> Supplied data
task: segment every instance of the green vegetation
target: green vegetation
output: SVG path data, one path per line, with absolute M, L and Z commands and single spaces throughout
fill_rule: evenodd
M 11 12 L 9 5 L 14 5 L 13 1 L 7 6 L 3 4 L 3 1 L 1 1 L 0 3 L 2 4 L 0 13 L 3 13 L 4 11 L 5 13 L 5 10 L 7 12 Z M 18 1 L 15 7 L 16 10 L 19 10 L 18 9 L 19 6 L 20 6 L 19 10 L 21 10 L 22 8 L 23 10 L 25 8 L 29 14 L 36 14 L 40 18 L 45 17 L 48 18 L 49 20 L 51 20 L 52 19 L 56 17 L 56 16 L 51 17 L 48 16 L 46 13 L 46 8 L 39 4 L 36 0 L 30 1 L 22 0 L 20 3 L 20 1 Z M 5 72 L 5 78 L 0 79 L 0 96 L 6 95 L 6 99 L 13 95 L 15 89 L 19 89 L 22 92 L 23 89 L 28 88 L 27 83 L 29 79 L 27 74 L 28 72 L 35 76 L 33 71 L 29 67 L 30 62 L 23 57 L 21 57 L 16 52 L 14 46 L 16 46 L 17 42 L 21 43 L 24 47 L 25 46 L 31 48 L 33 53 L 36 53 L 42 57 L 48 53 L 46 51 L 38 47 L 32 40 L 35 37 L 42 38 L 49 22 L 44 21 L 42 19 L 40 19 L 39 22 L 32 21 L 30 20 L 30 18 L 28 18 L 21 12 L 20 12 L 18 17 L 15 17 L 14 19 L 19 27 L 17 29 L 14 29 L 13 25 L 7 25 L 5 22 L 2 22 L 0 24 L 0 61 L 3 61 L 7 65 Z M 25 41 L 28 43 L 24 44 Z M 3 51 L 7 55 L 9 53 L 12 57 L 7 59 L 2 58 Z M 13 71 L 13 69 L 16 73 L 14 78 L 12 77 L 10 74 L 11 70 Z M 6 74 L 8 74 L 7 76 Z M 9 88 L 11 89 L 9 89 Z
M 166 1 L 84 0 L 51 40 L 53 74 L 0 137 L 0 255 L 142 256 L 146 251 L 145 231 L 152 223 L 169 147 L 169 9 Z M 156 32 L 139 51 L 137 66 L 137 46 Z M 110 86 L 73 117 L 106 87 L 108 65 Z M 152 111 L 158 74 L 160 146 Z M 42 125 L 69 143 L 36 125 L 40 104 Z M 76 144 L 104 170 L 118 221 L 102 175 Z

> Work instructions
Copy the records above without changes, from the first line through the line containing "fill_rule: evenodd", and include that line.

> Reply
task: segment every instance of the green vegetation
target: green vegetation
output: SVG path data, one path per line, with absolute M, L and Z commands and single spaces throughout
fill_rule: evenodd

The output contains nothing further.